### EXERCISE
Search the listing below for the word "blue" and return each line that contains it.

### WORKING DATA

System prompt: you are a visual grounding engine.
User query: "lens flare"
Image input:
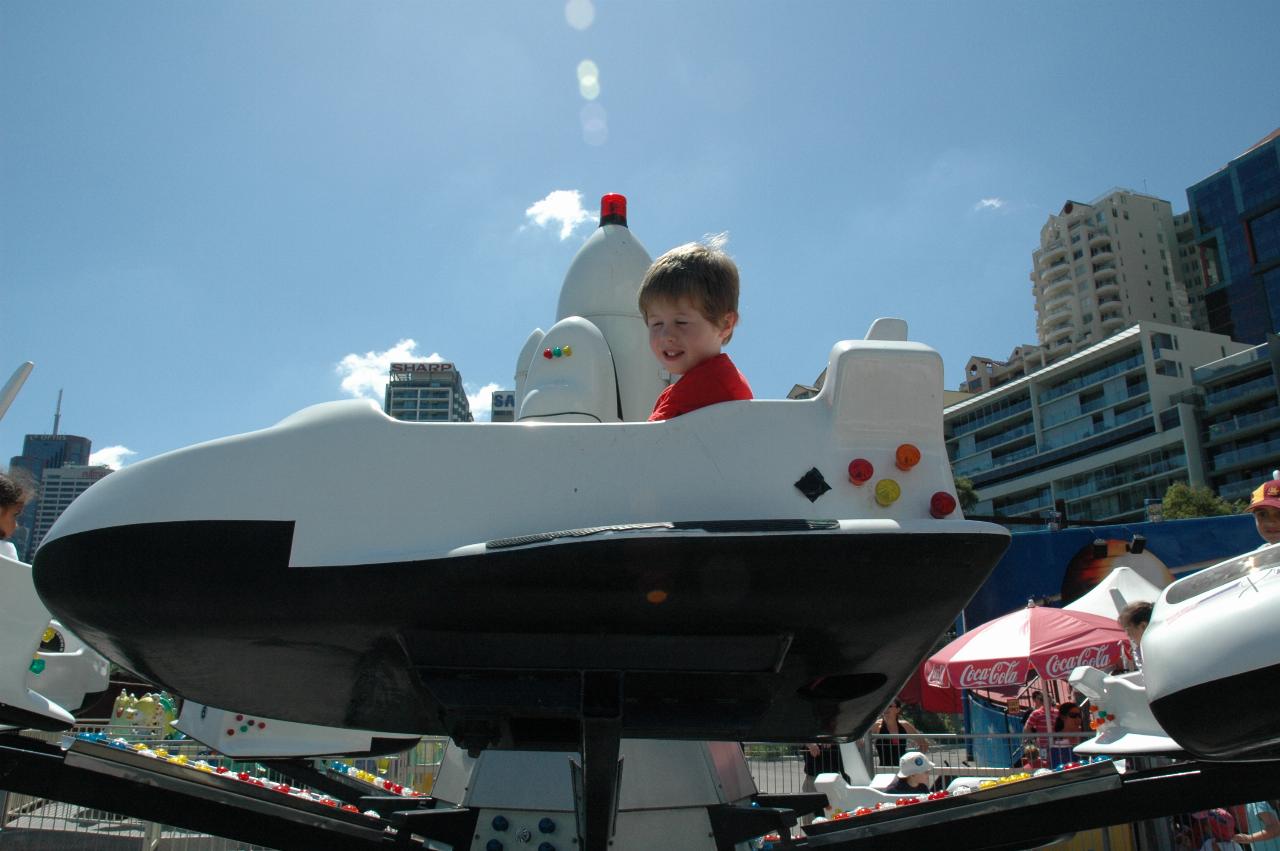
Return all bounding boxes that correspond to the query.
[580,102,607,146]
[577,59,600,100]
[564,0,595,31]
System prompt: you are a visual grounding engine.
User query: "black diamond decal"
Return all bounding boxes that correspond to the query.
[795,467,831,503]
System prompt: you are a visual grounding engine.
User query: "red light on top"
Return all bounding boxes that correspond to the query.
[895,443,922,470]
[930,491,957,518]
[847,458,873,485]
[600,193,628,227]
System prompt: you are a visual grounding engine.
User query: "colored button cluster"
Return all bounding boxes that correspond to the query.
[843,443,957,517]
[542,345,574,359]
[225,713,267,736]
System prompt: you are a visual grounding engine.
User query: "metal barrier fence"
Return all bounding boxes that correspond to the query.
[0,720,450,851]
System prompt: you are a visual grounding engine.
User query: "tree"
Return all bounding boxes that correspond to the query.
[1159,481,1242,519]
[954,476,980,513]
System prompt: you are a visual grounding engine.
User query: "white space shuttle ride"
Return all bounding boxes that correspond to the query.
[516,193,664,423]
[31,194,1011,753]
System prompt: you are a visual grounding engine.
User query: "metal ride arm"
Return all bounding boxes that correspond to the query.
[798,759,1280,850]
[0,733,412,850]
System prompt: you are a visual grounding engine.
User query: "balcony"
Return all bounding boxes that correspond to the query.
[1093,263,1118,279]
[972,420,1036,454]
[1220,478,1260,502]
[1041,403,1153,452]
[948,396,1033,438]
[1204,373,1279,410]
[1044,292,1073,314]
[1040,241,1068,263]
[1043,275,1073,298]
[1207,406,1280,443]
[1101,315,1128,332]
[1095,279,1120,298]
[1055,454,1186,502]
[1090,244,1114,260]
[1039,263,1070,284]
[1088,229,1110,245]
[1046,322,1074,343]
[1038,352,1146,403]
[994,492,1053,518]
[1193,346,1269,384]
[1209,435,1280,472]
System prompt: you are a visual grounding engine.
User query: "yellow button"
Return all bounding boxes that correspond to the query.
[874,479,901,506]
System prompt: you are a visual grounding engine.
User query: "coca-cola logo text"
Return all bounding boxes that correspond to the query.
[1041,644,1116,679]
[957,660,1023,688]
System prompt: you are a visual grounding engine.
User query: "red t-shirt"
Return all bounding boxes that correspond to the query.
[648,353,753,421]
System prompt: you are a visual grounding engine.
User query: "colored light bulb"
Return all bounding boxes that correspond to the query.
[874,479,901,506]
[930,491,957,518]
[895,444,921,470]
[847,458,873,485]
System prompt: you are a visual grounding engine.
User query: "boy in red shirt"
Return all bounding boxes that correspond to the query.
[638,242,753,421]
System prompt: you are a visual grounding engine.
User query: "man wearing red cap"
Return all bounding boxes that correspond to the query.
[1247,476,1280,545]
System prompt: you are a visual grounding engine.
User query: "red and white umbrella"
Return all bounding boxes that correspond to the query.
[924,605,1131,690]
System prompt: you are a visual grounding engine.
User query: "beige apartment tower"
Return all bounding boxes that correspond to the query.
[1030,189,1192,365]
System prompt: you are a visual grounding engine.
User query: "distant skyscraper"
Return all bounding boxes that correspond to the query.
[9,431,92,561]
[383,362,474,422]
[1030,189,1192,365]
[1185,128,1280,344]
[29,464,111,554]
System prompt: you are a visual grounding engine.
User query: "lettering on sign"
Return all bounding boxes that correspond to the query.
[1041,644,1116,680]
[390,362,455,374]
[957,660,1023,689]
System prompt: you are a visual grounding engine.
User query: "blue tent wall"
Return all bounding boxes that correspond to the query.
[963,514,1257,625]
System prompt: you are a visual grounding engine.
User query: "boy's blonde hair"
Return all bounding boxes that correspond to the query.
[637,242,740,343]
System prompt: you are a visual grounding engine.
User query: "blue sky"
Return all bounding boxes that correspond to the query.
[3,1,1278,468]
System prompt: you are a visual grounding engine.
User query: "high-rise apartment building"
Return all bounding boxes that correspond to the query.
[1185,128,1280,344]
[383,362,473,422]
[1030,189,1191,365]
[1188,335,1280,503]
[1173,211,1209,331]
[29,464,111,554]
[946,322,1246,523]
[8,431,92,560]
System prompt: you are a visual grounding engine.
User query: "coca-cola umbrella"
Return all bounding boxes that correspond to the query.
[924,604,1131,690]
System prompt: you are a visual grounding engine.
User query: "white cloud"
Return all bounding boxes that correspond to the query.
[525,190,592,240]
[336,339,445,400]
[90,445,136,470]
[466,382,503,422]
[974,197,1006,211]
[702,231,730,251]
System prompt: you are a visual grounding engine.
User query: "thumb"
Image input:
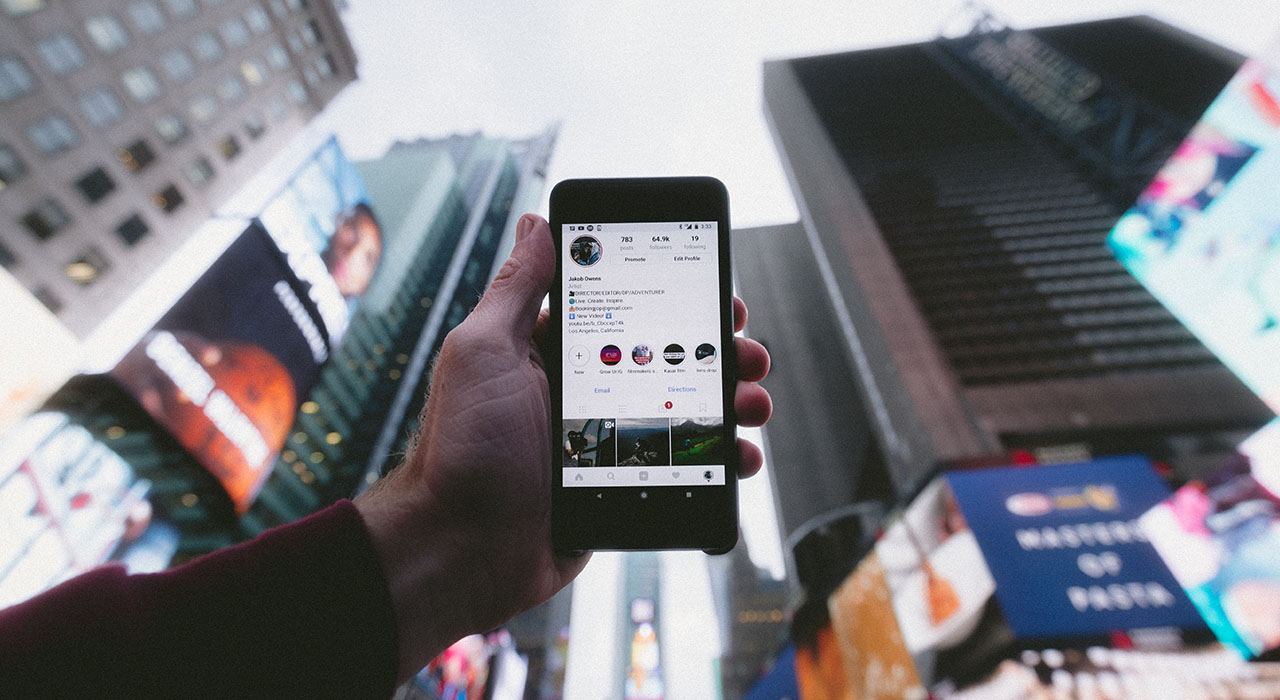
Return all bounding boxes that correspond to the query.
[471,213,555,342]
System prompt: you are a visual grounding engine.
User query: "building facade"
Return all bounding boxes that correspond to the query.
[0,0,356,336]
[762,16,1276,496]
[242,127,558,533]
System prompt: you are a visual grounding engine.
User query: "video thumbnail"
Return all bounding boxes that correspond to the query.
[671,417,725,465]
[617,417,670,466]
[562,418,616,468]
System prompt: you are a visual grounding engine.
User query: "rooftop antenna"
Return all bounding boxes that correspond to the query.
[937,1,1008,39]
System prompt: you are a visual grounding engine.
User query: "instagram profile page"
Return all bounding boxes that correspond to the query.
[561,221,726,488]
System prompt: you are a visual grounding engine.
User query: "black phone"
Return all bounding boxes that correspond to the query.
[548,177,738,554]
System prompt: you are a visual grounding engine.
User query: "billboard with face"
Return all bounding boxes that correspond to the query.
[258,137,383,348]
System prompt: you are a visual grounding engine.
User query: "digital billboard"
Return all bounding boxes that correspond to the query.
[0,413,154,608]
[836,459,1209,697]
[109,223,327,512]
[258,137,383,348]
[1142,419,1280,659]
[1107,43,1280,412]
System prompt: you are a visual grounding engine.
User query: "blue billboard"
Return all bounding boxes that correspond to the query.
[945,457,1205,638]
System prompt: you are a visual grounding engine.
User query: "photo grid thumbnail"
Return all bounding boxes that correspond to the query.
[562,417,726,469]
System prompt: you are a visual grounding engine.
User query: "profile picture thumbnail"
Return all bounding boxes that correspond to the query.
[695,343,716,364]
[632,344,653,365]
[562,418,617,468]
[600,344,622,366]
[663,343,685,365]
[569,235,602,267]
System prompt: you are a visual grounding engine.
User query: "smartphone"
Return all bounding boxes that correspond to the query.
[549,177,738,554]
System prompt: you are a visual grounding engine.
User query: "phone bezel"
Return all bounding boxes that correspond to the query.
[548,177,738,553]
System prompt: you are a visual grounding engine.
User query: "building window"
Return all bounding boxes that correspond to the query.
[155,113,189,144]
[85,14,130,55]
[216,75,244,103]
[65,247,110,286]
[191,31,223,64]
[245,5,270,34]
[2,0,44,16]
[121,67,162,103]
[220,18,249,48]
[315,54,335,79]
[78,87,125,128]
[183,156,214,187]
[35,34,86,75]
[159,47,195,82]
[153,184,183,213]
[244,112,265,140]
[115,213,149,246]
[268,0,286,17]
[240,59,266,86]
[118,139,156,171]
[303,65,318,86]
[75,166,116,204]
[217,135,240,160]
[0,239,16,269]
[189,94,217,123]
[27,114,79,156]
[265,97,286,121]
[301,20,320,46]
[266,43,289,71]
[127,1,166,34]
[33,287,62,314]
[20,198,70,240]
[0,144,28,188]
[0,55,36,102]
[286,80,307,105]
[285,31,303,55]
[163,0,196,18]
[284,0,301,10]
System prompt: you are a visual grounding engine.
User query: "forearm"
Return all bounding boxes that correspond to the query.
[0,500,397,699]
[355,473,491,686]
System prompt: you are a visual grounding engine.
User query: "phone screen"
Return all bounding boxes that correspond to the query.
[559,220,728,488]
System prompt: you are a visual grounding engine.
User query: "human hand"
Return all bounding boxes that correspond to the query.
[356,213,772,683]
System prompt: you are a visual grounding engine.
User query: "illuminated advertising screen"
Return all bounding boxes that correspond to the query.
[1141,420,1280,659]
[0,413,153,608]
[1107,43,1280,412]
[109,223,327,512]
[258,137,383,348]
[944,457,1204,638]
[846,458,1206,696]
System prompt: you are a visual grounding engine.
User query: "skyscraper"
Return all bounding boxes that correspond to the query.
[243,127,558,532]
[0,0,357,336]
[761,16,1276,495]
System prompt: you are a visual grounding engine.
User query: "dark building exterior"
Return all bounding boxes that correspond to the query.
[761,15,1275,497]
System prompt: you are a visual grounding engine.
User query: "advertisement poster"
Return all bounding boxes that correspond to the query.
[945,457,1204,639]
[0,413,153,608]
[1107,45,1280,411]
[1142,420,1280,658]
[829,551,928,700]
[258,137,383,349]
[110,224,327,512]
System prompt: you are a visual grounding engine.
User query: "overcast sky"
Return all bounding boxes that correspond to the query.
[319,0,1280,229]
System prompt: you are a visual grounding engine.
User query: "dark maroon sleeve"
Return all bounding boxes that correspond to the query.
[0,499,398,699]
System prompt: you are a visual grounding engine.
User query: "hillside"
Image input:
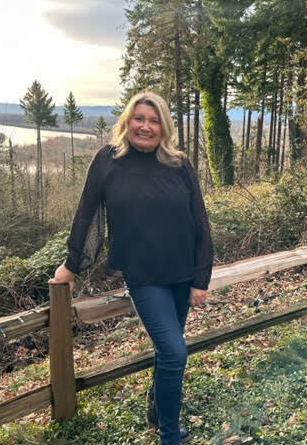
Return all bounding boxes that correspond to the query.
[0,103,115,117]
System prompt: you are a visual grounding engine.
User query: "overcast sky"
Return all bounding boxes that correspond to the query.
[0,0,127,105]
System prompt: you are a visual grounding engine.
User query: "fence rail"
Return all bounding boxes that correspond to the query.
[2,246,307,343]
[1,246,307,426]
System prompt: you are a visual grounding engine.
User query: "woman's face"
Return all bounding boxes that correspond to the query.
[127,103,162,151]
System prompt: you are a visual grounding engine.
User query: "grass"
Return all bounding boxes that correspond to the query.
[2,319,307,444]
[2,266,307,444]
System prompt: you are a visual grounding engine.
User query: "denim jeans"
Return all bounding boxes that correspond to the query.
[126,282,191,445]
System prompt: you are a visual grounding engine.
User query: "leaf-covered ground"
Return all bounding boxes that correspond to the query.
[1,265,307,444]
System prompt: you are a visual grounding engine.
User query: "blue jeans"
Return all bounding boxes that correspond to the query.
[126,282,191,445]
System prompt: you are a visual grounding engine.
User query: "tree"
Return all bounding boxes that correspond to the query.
[64,92,83,181]
[122,0,194,149]
[194,0,253,186]
[233,0,307,173]
[94,116,108,146]
[20,80,57,221]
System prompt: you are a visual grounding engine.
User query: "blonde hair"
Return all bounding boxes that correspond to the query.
[111,91,185,166]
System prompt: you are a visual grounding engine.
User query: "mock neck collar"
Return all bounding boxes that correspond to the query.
[128,141,158,155]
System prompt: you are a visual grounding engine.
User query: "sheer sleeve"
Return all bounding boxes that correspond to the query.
[183,158,213,290]
[64,147,111,274]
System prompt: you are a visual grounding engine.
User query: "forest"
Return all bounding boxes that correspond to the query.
[1,0,307,444]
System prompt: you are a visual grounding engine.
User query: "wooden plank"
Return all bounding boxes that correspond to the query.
[75,300,307,391]
[186,300,307,354]
[2,246,307,338]
[209,246,307,290]
[0,292,128,342]
[76,350,154,390]
[0,307,50,343]
[49,284,76,420]
[73,294,133,323]
[0,385,51,426]
[74,246,307,323]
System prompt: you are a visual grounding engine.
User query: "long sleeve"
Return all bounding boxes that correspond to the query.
[183,158,213,290]
[64,148,110,274]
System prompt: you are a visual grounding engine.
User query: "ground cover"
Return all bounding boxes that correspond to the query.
[1,265,307,443]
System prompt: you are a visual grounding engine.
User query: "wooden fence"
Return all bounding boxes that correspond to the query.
[1,246,307,426]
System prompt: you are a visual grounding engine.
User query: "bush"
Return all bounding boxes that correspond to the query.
[0,230,69,316]
[207,167,307,263]
[1,164,307,315]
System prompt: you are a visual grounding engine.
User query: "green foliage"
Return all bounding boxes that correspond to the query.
[6,363,49,394]
[20,80,57,128]
[207,166,307,262]
[93,116,108,146]
[20,80,58,221]
[3,322,307,444]
[64,92,83,126]
[1,163,306,314]
[0,230,69,316]
[26,229,70,281]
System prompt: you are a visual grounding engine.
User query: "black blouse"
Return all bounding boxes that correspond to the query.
[65,144,213,290]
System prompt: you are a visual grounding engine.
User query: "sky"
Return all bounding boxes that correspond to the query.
[0,0,127,106]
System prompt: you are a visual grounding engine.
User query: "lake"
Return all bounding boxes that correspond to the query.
[0,124,95,146]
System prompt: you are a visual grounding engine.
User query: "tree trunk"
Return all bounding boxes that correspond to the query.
[174,13,185,150]
[8,138,16,212]
[287,70,297,164]
[267,100,275,172]
[71,123,75,183]
[187,90,191,159]
[26,168,32,218]
[280,111,287,173]
[201,68,234,187]
[275,74,285,170]
[193,89,200,174]
[36,125,43,222]
[63,152,66,181]
[39,132,44,223]
[255,99,265,178]
[240,108,246,180]
[297,56,307,154]
[272,91,278,166]
[245,109,252,151]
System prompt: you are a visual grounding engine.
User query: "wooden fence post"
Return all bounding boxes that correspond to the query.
[49,283,76,420]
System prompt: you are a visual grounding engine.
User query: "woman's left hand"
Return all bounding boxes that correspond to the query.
[189,287,209,307]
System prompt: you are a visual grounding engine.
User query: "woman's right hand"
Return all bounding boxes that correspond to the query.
[48,264,75,293]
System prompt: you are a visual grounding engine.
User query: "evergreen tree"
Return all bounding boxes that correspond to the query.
[64,92,83,180]
[194,0,254,186]
[121,0,307,182]
[94,116,108,146]
[20,80,57,221]
[233,0,307,172]
[122,0,195,149]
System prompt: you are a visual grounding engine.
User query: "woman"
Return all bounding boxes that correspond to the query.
[49,91,213,445]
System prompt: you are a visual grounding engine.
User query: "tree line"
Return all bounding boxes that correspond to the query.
[119,0,307,186]
[15,81,109,222]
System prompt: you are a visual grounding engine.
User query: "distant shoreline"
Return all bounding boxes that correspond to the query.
[1,122,95,137]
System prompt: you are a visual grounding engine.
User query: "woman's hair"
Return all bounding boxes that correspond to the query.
[111,91,185,166]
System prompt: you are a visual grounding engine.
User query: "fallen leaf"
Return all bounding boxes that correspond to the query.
[189,415,203,427]
[223,435,242,444]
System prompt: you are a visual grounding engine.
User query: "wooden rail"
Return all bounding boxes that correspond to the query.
[1,246,307,426]
[1,246,307,342]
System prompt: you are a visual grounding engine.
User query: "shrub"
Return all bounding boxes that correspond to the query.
[207,167,307,263]
[0,230,69,316]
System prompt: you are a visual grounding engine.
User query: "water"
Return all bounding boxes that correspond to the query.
[0,124,95,146]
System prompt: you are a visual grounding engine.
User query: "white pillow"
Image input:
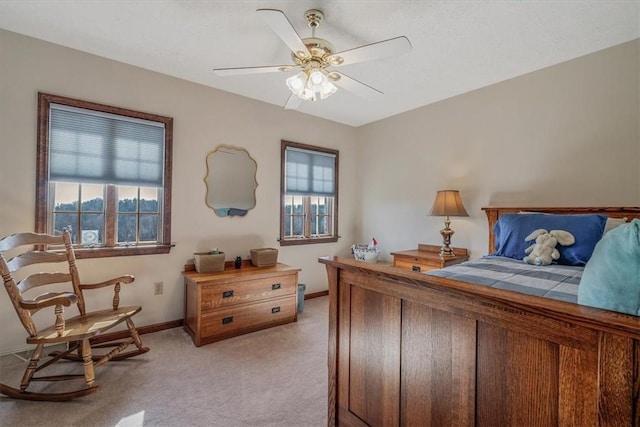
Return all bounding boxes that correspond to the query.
[604,217,627,234]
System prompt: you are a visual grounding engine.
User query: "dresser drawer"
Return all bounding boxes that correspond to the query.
[200,295,297,341]
[201,274,296,311]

### ANSWER BOX
User query: "blue tent wall"
User query: "blue sky"
User query: "blue billboard"
User query: "blue jeans"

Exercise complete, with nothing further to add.